YOUR ASSIGNMENT :: Verbatim copy without images: return all of the data as it stands.

==*==

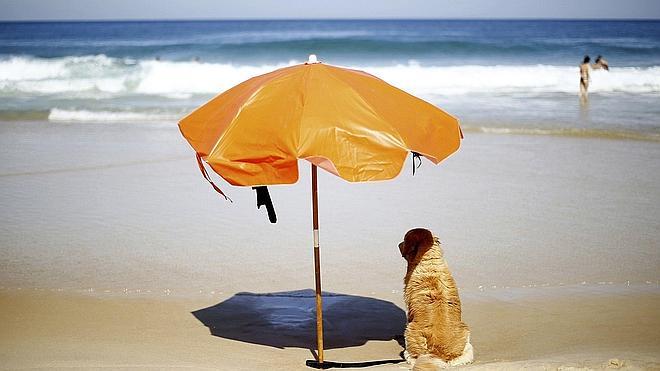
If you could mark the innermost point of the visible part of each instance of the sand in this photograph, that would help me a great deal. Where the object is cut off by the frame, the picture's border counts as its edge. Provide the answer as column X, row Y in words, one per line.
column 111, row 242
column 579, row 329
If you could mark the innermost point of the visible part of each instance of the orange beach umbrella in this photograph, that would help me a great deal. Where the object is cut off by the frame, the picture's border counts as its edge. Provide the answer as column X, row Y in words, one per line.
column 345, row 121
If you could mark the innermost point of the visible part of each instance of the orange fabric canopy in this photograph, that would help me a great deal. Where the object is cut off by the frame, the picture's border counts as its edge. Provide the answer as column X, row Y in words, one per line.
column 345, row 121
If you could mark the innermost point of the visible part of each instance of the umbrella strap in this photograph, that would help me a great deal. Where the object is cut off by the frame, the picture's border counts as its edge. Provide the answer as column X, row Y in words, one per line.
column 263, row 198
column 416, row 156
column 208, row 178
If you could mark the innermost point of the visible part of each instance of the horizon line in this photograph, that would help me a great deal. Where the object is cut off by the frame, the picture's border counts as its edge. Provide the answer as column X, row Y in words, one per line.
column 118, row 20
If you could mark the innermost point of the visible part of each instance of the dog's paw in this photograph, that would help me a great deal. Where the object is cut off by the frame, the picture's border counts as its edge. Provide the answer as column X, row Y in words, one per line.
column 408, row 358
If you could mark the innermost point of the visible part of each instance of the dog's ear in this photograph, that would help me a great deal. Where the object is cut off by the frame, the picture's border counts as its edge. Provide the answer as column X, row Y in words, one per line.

==*==

RESULT OF THE EXERCISE ::
If you could mark the innermost point of the visible part of each instance of the sand in this photograph, that would help me a great deal. Where the object is cut off by the frame, the picture's border counts as its edge. Provide the answer as column X, row Y in words, one per line.
column 111, row 242
column 579, row 329
If you could mark the innermost point of the visible part of each instance of the orange beach umbrella in this photograph, that would help me a great deal. Where the object is cut off by the frame, the picture's border counts as its edge. Provide the answer as column X, row Y in words, one per line.
column 345, row 121
If you could mark the innermost point of the visible part of each instance of the orange fabric canopy in this photograph, that would help me a great deal. Where the object is cut off by the frame, the picture's border counts as its edge. Provide the answer as column X, row Y in words, one per line.
column 345, row 121
If you could mark the innermost point of the visible part of each instance of the umbrella strap in this photograph, that would help me a great deal. Where the object is cut off by the frame, the picture's border counts as its edge. Provide the answer as column X, row Y in words, one per line.
column 263, row 198
column 416, row 156
column 208, row 178
If you could mark the innermost point of the visible part of each instance of the horizon line in this photograph, that would help me a great deal. Where the object is cut off by the frame, the picture's border counts as its edge. Provide the answer as column X, row Y in words, one per line.
column 118, row 20
If you could mark the innermost point of the visible part of each instance of the dog's paw in this photograph, that would help me a great deal. Where the object is cut off by the frame, the picture's border counts as its edge. Provide the answer as column X, row Y in words, one per line.
column 408, row 358
If you could mark the innermost point of the visible part of each instance of the dog's ear in this photograph, that would help me a great deal. Where the object is cut off by the frame, the picture's border counts as its edge. Provide the answer as column X, row Y in words, one per line.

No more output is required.